TASK STATEMENT -
Count how many lines of the entries contain the string "kitchen", and reply with only that number.

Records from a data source
+ + +
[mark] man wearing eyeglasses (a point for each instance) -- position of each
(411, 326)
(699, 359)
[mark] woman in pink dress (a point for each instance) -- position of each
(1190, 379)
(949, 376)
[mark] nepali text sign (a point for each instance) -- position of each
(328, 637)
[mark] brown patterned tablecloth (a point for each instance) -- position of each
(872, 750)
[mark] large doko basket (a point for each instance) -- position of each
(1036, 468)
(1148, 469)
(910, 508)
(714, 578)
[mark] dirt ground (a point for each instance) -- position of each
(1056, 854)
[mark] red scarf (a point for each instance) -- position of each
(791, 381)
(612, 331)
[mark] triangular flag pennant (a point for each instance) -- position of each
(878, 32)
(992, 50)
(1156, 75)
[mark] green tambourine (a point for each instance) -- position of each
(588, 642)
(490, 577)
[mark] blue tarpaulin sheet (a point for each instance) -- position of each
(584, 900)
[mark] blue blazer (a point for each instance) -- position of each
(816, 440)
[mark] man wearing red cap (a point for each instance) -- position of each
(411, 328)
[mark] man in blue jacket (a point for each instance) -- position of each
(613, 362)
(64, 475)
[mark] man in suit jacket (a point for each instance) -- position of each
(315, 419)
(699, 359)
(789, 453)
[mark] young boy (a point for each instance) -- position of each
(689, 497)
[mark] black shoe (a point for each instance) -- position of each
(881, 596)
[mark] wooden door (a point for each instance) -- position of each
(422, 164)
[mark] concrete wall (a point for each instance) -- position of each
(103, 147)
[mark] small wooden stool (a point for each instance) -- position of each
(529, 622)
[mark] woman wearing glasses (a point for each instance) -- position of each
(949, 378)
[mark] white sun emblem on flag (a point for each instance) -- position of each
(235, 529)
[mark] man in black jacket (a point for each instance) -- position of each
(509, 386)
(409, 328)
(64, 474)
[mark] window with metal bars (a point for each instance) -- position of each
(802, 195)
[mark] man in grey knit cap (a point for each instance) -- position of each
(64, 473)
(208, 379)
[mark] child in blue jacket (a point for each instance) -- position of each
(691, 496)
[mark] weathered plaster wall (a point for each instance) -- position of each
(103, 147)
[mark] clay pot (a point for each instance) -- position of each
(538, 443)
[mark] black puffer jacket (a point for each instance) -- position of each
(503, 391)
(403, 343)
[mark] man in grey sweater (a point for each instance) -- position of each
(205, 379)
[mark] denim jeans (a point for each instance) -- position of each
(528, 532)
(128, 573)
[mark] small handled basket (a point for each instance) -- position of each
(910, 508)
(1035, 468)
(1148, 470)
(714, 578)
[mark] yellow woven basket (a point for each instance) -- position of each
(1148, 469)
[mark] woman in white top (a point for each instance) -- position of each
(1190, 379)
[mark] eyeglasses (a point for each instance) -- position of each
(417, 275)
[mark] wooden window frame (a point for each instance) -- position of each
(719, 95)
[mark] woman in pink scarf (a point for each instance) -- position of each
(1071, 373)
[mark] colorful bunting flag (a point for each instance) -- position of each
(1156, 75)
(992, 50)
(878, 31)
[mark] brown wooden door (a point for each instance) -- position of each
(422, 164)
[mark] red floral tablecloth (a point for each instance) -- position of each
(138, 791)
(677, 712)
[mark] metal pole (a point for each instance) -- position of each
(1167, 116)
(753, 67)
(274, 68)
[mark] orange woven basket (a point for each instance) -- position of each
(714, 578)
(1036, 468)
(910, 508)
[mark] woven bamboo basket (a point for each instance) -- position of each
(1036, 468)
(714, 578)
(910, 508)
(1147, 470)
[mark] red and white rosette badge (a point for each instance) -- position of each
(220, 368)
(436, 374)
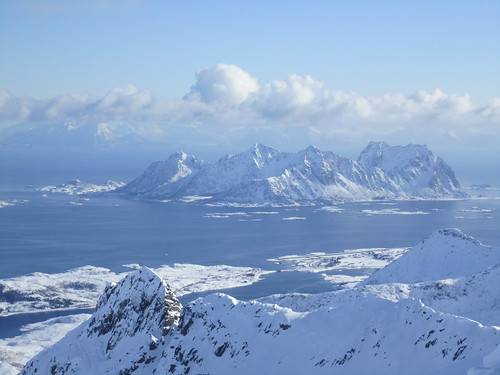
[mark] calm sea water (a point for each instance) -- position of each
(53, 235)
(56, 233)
+ + +
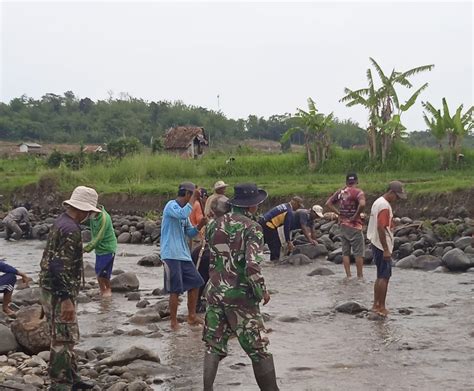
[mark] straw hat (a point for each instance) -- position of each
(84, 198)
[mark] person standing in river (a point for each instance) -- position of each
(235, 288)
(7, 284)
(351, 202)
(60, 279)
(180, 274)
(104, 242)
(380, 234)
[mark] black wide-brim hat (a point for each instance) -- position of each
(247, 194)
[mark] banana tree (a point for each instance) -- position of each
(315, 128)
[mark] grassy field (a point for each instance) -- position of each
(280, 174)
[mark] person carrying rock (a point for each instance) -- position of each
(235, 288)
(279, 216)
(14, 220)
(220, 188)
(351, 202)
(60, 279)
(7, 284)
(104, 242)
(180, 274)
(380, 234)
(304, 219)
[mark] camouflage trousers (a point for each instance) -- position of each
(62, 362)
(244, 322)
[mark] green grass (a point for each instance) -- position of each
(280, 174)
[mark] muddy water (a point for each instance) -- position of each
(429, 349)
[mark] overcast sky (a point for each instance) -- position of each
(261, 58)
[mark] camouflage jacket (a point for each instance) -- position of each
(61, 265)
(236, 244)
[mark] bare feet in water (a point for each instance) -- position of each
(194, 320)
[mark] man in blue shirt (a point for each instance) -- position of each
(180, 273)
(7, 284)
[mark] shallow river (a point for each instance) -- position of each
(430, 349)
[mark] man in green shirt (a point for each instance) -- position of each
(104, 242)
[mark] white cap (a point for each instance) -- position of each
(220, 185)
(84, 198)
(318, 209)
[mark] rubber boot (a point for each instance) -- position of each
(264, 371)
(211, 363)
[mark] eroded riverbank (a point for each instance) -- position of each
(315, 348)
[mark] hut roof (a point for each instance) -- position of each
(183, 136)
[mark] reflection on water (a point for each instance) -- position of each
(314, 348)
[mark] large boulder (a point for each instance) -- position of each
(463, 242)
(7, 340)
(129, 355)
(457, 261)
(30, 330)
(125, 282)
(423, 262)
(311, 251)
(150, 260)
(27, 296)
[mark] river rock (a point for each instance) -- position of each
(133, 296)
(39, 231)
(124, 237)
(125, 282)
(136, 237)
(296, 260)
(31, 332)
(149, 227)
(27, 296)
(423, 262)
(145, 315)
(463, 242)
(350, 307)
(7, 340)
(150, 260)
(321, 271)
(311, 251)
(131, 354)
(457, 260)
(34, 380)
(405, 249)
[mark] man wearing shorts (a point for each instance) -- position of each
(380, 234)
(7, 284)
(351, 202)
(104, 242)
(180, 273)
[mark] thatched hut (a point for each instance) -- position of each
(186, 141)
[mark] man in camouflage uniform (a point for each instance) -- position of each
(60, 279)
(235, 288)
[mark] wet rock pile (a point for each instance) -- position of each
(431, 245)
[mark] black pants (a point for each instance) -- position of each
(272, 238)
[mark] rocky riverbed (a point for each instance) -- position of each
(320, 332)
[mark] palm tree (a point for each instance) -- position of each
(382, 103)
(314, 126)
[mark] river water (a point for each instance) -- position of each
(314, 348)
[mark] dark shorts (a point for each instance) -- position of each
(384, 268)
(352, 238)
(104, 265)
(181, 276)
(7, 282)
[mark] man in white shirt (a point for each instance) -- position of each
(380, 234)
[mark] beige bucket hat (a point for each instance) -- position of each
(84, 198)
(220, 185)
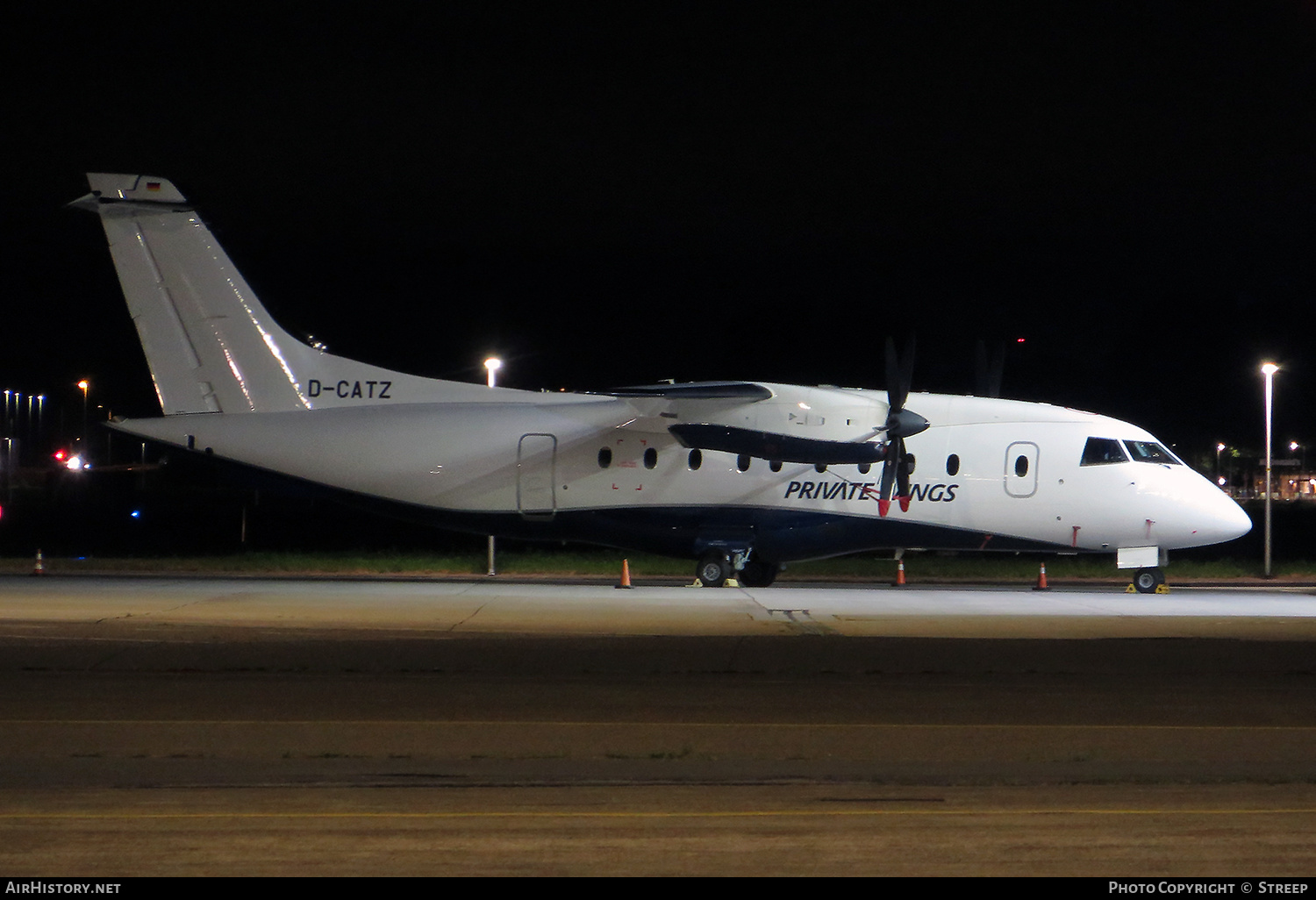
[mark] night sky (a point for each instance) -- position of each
+ + +
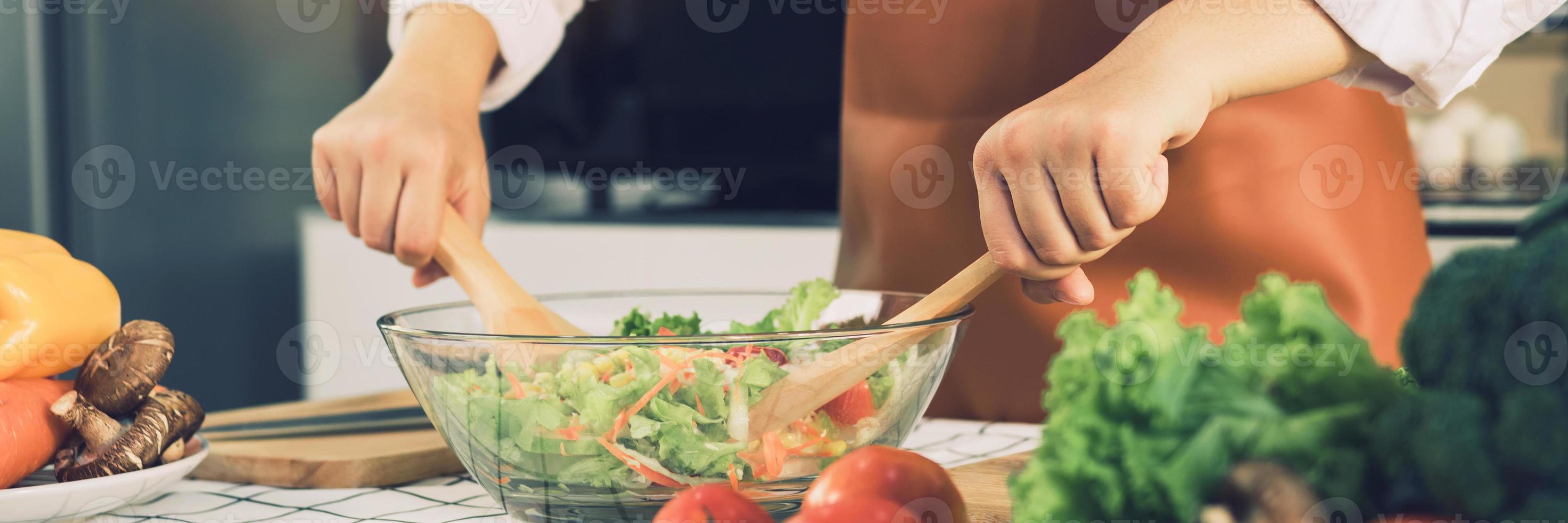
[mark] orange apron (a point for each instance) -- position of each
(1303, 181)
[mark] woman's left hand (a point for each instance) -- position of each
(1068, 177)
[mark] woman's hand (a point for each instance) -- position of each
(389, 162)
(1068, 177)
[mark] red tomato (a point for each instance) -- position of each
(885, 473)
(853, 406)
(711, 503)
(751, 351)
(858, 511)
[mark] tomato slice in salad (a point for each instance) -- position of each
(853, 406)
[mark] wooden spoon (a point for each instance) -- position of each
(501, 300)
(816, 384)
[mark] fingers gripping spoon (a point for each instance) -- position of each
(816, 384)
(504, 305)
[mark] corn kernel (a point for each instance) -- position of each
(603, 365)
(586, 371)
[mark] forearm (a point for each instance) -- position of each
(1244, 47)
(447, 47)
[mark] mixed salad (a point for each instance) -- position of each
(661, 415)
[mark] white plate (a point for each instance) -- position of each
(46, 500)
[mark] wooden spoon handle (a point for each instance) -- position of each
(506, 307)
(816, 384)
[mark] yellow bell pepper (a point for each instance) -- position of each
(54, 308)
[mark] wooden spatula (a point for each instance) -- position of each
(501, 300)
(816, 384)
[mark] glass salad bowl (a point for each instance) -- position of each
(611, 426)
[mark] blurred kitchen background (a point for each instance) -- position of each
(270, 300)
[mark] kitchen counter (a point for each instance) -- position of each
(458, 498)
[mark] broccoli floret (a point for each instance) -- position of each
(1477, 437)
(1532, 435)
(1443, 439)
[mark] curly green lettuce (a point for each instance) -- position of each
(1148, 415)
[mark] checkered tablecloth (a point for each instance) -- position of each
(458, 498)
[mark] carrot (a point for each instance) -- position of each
+ + +
FINAL RESULT -
2